**Dataset excerpts**

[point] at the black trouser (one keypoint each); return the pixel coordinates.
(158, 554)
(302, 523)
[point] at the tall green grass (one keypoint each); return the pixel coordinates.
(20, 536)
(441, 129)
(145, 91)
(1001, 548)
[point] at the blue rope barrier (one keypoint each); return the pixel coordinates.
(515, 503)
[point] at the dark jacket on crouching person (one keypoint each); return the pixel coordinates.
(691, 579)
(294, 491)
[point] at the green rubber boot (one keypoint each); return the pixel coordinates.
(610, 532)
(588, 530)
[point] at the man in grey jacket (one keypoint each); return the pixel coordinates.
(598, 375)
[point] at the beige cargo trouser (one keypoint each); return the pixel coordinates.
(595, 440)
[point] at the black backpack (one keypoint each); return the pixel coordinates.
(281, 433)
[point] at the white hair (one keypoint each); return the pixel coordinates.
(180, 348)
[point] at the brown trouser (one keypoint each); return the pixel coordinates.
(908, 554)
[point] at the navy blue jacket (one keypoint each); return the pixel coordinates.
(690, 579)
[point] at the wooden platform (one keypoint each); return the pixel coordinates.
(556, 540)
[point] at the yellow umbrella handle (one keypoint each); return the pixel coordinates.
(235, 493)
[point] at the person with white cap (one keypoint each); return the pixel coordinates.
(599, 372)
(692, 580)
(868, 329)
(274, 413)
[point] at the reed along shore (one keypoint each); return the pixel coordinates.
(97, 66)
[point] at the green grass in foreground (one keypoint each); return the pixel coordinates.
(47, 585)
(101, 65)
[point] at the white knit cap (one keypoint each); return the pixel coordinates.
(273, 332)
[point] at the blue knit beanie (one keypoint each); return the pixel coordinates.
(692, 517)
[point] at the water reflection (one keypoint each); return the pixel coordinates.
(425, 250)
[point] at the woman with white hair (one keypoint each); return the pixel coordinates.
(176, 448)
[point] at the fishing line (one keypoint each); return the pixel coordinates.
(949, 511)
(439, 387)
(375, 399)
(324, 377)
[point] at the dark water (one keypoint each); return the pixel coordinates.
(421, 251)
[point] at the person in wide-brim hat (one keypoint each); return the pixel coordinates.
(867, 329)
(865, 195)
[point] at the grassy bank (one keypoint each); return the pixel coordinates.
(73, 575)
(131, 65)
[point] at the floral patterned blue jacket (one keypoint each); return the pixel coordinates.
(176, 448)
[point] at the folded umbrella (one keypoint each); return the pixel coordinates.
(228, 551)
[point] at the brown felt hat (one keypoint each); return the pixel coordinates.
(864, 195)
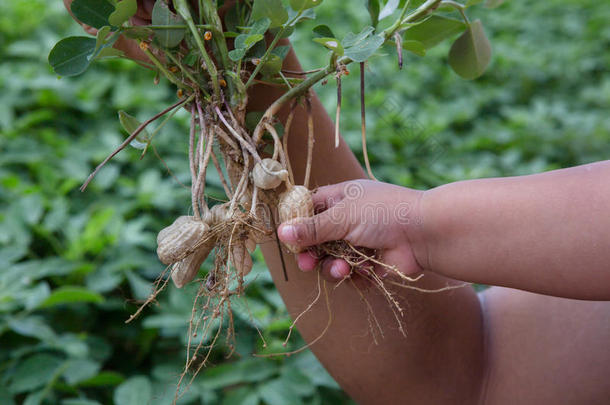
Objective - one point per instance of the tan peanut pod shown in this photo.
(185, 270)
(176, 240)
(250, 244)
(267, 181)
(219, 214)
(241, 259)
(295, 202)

**What the task requires**
Quote exactly, and only, the lines from the line containing "[point] at the black backpack" through the final line of the records above, both included, omitting any pictures.

**Completed exercise**
[point] at the black backpack (one keypoint each); return the pixel coordinates.
(281, 433)
[point] at the white hair (one keypoint each); return the pixel coordinates.
(180, 348)
[point] at the brown trouser (one keypoint each); return the pixel coordinates.
(908, 554)
[point] at the navy blue jacket (one keypoint each); return the pixel coordinates.
(690, 579)
[point] at the wooden platform (one keypoint each); return the pixel coordinates.
(556, 540)
[point] at the yellow umbrella handle (one keypoint each); return the pixel coordinates.
(235, 493)
[point] at the person with white cap (one keypoint each); return the pixel coordinates.
(599, 372)
(692, 580)
(868, 329)
(274, 413)
[point] at the reed along shore (one keypoint each); return the pixel coordinates.
(97, 66)
[point] at the green grass in foreground (one keypoint each); return the pixel coordinates.
(47, 585)
(101, 65)
[point] at the white knit cap (one keypoint each); return the pixel coordinates.
(273, 332)
[point] at the blue knit beanie (one keypoint each); return the pixel coordinates.
(692, 517)
[point] at the water reflection (one keypoint each); return the pixel coordinates.
(425, 250)
[point] at the woman with white hair (one keypoint each); return the pixel coordinates.
(176, 448)
[point] at the fishing line (one keypoint each); return the pixel coordinates.
(949, 511)
(439, 387)
(375, 399)
(324, 377)
[point] at the dark water (one keypoint each); return the pixel coordinates.
(421, 251)
[point] at the person in wide-brim hat (one keypoint each); return the pixel coordinates.
(867, 329)
(865, 195)
[point] at the grassy bank (one keypoint each); return the pixel coordinates.
(73, 575)
(131, 65)
[point] at the floral patterned blue jacket (one keypoint each); return the pixel coordinates.
(176, 448)
[point] at the folded umbrella (one keypoint each); return the pixel coordinates.
(228, 551)
[point] at the brown felt hat (one keypoint each); return the pixel coordinates.
(864, 195)
Objective - one point per instance of the tan peanut pod shown in this photo.
(185, 270)
(176, 240)
(250, 244)
(267, 181)
(219, 214)
(241, 259)
(295, 202)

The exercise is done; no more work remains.